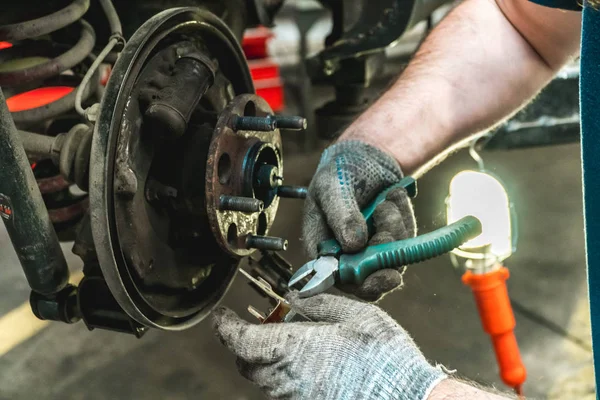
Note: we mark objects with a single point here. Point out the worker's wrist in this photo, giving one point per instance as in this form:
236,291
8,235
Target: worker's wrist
450,389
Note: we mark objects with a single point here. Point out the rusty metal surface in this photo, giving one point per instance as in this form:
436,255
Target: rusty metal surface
231,228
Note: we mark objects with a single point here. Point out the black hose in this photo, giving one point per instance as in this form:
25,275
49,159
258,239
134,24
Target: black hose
63,62
113,18
25,215
34,115
46,24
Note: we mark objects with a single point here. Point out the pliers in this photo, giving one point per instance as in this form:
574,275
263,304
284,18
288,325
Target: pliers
332,266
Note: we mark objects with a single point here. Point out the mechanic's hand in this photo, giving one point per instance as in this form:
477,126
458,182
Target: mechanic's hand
351,350
349,176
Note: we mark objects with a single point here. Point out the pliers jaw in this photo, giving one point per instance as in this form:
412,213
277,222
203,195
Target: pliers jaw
323,271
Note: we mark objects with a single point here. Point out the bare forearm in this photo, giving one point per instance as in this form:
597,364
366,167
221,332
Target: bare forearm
450,389
474,70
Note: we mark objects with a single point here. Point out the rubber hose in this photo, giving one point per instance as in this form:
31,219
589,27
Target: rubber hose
63,62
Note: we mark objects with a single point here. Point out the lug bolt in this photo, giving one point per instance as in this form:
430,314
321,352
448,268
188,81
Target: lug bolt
290,122
243,204
294,192
263,124
265,243
269,123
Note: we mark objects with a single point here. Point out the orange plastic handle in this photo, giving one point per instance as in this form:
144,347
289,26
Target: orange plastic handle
498,321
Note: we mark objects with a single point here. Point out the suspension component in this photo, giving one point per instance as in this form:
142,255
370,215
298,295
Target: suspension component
69,151
25,216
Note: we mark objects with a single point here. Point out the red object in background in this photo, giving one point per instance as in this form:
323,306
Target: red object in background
265,72
37,98
267,82
498,321
255,42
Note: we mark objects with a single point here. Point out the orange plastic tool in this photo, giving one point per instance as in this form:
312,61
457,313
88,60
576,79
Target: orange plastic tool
498,321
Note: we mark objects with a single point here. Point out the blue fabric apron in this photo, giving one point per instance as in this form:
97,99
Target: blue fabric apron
589,98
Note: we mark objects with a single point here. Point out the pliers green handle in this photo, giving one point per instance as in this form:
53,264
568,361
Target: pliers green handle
332,266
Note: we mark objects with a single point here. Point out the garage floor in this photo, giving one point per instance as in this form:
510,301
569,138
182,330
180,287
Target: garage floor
547,286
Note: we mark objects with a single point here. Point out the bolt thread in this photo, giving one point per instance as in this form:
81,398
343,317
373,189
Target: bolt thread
264,124
243,204
266,243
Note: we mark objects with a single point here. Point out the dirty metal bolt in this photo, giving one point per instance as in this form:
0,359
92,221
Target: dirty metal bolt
290,122
156,191
243,204
266,243
268,176
264,124
293,192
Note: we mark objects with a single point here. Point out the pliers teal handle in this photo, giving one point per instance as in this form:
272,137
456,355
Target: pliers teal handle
332,266
331,247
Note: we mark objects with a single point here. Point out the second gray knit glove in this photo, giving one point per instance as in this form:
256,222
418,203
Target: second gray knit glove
349,176
351,350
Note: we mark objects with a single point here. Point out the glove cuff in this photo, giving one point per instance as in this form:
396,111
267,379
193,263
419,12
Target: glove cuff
415,381
357,146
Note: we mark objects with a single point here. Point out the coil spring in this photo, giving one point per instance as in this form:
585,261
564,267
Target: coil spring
32,64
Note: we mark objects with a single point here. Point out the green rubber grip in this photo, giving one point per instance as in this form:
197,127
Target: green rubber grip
355,268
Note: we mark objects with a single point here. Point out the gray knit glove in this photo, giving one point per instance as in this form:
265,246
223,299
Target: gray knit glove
350,350
349,176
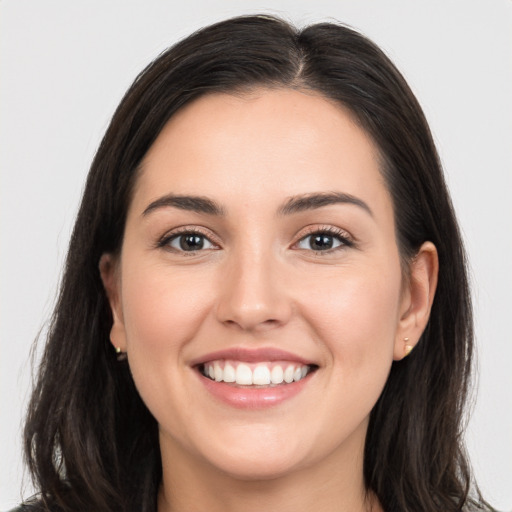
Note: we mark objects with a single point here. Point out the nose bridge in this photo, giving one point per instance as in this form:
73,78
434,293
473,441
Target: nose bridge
253,296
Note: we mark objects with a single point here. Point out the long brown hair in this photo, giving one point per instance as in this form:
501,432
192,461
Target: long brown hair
91,443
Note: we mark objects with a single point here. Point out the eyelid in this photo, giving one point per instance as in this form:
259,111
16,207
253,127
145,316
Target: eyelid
164,240
346,238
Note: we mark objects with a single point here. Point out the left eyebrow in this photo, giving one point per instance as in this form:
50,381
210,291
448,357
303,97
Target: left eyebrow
306,202
197,204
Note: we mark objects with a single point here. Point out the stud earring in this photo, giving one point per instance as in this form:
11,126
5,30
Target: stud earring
121,356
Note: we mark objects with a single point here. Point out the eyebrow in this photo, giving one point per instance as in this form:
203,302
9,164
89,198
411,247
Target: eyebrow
295,204
313,201
197,204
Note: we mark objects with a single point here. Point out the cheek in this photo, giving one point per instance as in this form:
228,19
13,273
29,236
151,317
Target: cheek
162,308
356,315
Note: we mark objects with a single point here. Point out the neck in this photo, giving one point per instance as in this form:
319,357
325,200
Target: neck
195,486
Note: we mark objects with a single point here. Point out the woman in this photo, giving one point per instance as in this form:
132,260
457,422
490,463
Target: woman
265,302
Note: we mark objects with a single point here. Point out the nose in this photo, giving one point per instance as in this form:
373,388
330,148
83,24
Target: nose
253,293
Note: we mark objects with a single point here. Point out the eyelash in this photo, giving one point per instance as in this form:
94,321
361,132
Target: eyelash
342,236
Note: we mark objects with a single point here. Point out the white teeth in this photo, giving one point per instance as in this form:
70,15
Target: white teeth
243,375
288,374
261,376
258,375
217,372
229,373
277,375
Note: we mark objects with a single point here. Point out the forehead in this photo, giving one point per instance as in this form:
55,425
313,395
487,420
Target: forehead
261,144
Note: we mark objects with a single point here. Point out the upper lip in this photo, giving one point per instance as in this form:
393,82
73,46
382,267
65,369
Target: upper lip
251,355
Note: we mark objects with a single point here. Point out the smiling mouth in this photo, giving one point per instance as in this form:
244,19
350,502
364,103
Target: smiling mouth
263,374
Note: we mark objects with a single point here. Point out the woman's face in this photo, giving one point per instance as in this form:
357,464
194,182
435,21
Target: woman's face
260,247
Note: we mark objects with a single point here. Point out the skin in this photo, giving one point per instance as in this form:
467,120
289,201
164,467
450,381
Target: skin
258,283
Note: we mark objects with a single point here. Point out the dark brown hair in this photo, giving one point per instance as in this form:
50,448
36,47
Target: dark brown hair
91,444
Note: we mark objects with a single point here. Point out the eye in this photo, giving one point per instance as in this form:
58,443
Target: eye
188,241
324,241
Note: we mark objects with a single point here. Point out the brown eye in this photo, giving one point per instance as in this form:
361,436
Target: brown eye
323,241
189,242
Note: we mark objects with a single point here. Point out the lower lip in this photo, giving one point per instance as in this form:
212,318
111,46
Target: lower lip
251,397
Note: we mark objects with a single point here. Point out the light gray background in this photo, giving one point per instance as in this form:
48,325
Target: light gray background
64,67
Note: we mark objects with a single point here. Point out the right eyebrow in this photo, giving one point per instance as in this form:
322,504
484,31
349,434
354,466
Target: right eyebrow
197,204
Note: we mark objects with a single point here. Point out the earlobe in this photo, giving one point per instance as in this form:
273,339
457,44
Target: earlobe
417,300
109,273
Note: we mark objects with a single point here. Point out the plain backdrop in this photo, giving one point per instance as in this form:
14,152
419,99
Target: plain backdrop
63,69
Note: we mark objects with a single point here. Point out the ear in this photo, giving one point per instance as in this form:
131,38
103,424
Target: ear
417,298
110,275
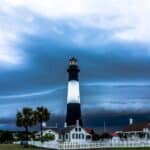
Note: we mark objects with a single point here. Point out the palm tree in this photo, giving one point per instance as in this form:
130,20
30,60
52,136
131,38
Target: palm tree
25,119
42,115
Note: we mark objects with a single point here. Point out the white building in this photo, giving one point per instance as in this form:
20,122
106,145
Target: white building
52,131
74,134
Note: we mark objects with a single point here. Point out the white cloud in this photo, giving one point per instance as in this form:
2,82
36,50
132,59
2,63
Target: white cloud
125,20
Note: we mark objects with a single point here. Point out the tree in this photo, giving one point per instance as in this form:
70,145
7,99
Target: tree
42,115
25,119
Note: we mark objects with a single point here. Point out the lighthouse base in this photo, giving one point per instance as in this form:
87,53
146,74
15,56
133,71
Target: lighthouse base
73,114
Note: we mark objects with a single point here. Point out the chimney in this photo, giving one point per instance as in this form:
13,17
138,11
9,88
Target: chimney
44,124
65,125
77,123
130,121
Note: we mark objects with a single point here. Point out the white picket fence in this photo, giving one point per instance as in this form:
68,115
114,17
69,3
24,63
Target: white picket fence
91,145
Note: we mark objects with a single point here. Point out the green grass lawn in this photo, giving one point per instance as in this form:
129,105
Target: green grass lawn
16,147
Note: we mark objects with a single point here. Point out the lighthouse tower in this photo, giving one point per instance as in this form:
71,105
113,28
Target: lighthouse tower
73,95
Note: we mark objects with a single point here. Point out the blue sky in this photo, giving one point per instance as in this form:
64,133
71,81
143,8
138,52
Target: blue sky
110,38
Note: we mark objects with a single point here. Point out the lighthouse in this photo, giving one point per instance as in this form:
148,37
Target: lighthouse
73,95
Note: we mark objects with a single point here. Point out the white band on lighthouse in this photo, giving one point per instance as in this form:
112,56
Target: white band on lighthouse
73,92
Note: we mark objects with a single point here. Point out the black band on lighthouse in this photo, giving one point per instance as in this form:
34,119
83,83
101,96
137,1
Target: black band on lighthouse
73,69
73,99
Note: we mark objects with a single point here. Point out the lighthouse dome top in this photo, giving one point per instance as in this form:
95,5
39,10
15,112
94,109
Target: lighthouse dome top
73,61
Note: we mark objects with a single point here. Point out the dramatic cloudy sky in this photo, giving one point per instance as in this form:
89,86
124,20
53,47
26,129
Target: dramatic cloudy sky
111,40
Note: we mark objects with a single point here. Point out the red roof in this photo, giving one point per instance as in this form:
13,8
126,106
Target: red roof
89,130
137,127
114,134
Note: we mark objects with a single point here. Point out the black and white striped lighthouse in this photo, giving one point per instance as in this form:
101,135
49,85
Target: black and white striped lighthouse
73,95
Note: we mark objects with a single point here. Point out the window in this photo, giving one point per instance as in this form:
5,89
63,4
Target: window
79,136
76,136
82,136
67,136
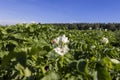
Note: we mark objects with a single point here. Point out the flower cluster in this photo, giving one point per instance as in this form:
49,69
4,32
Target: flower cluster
60,44
104,40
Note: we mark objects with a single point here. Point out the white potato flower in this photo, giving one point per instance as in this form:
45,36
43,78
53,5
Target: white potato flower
62,50
104,40
115,61
64,39
61,39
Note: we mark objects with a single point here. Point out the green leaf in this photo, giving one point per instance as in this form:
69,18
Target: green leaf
102,72
82,66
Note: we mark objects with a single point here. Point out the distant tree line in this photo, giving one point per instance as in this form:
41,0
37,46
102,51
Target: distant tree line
83,26
87,26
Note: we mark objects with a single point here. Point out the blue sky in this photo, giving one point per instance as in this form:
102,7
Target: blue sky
59,11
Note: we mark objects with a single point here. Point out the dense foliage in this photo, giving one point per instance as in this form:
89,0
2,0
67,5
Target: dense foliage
47,52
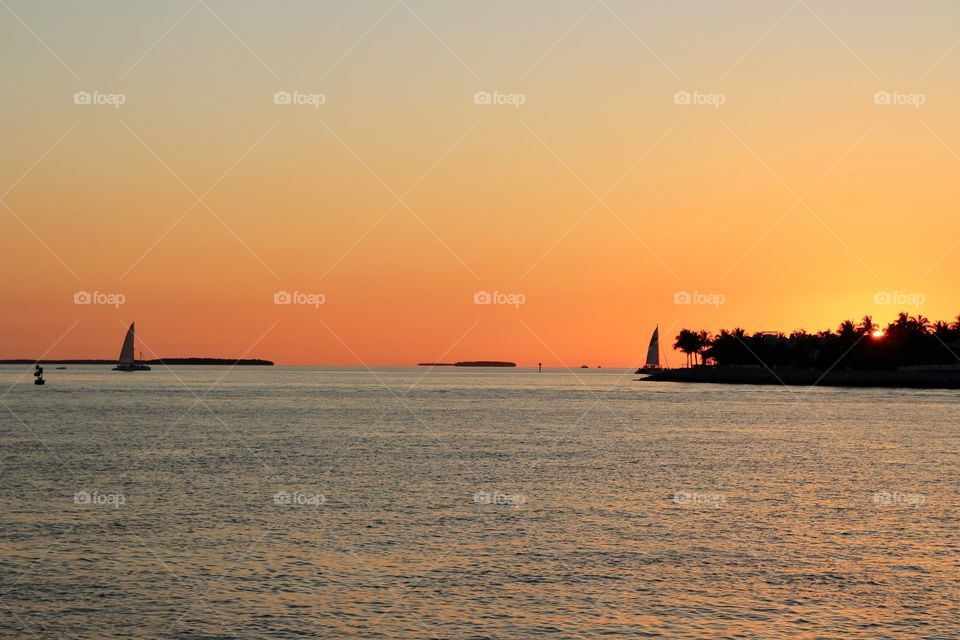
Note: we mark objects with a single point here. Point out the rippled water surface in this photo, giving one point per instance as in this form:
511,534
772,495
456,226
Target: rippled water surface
202,502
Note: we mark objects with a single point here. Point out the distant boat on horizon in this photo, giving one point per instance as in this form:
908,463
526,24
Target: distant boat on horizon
653,353
128,360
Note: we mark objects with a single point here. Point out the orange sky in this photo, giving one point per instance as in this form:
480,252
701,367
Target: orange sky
797,200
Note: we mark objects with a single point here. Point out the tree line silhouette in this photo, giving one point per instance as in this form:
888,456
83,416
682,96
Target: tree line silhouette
908,340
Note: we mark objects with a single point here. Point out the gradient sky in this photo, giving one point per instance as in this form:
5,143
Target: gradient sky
798,199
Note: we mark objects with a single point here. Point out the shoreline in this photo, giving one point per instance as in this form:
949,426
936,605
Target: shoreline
158,361
810,377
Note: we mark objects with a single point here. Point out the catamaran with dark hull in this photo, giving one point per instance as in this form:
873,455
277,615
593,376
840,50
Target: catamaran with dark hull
653,353
128,361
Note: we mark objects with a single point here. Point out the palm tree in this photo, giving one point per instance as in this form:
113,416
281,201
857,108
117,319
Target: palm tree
703,343
688,342
921,324
847,329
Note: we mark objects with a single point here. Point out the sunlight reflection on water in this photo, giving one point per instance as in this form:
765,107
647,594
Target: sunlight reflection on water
294,502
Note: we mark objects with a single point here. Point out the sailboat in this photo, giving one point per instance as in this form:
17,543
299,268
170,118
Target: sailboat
127,360
653,353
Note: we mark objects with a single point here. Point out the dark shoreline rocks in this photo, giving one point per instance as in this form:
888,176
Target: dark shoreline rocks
930,379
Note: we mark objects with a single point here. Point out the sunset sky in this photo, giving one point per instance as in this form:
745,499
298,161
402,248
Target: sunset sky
794,194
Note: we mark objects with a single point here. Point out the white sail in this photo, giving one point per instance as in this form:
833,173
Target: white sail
126,352
653,351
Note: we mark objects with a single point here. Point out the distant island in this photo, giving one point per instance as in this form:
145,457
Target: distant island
468,363
909,352
158,361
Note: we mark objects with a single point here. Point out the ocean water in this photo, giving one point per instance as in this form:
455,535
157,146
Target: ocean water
207,502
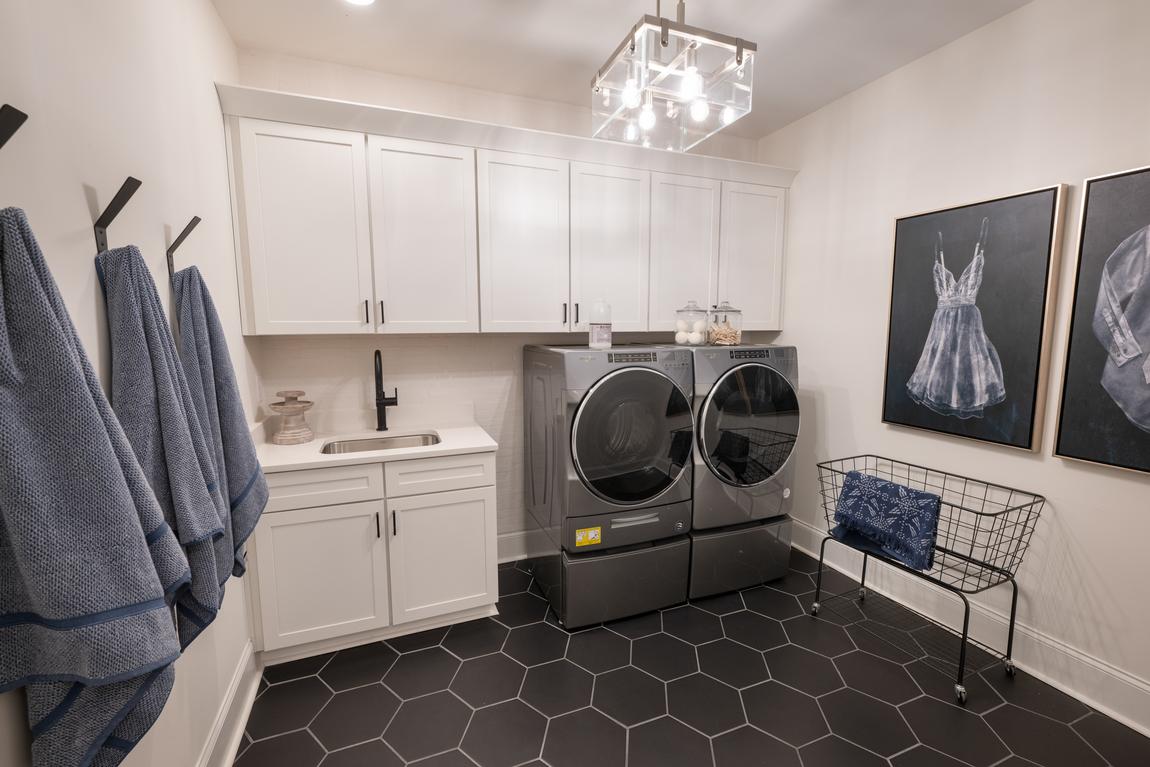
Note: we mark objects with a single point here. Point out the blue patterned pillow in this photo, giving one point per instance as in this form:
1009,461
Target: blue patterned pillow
901,520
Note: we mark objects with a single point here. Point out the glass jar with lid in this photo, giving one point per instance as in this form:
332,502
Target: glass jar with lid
691,326
726,326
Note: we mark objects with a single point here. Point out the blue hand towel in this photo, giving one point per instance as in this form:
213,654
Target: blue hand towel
204,351
87,565
902,521
154,405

- THE EXERCISE -
Everything from the line containing "the dark shoreline" through the last line of the entries must be repeated verbatim, except pictures.

- RESPONSE -
Note: we mark objects with a single point here. Point out the dark shoreline rocks in this photo, giving one point per instance as in this form:
888,176
Target: dark shoreline rocks
930,379
Note: we mark objects with a single point here. Point out the sunset sky in this photo, giving one point per instance as in this form:
745,499
298,161
402,248
Target: sunset sky
794,194
Note: we mark objects with a single point here. Point out the white sail in this photo, giving one point per instance as in this form:
833,173
Target: white sail
126,352
653,351
Note: we mark objects with a single point here. Point out the distant island in this photo, giving one point per instance as in this form:
145,457
Target: distant island
468,363
909,352
158,361
Note: we mark objects with a single point here. Point out the ocean water in this photo, giving one point per instance as in this form:
455,535
157,146
Target: ocean water
207,502
Note: we mark objects with a single point here. Point out the blue patterned pillow in this photo, giving one point per instance as in this form:
1009,461
Target: blue patterned pillow
901,520
Note: we mark objects with a single point here. Point out the glass jar with lid in this photo, giving one point per instance as in this form:
332,502
Target: glass jar with lid
691,326
726,326
Note: we mark objects with a single point here. Point out the blue hand towel in this photo, giving one point per instance as in this form:
213,654
Target: blue hand towel
204,351
87,565
902,521
154,405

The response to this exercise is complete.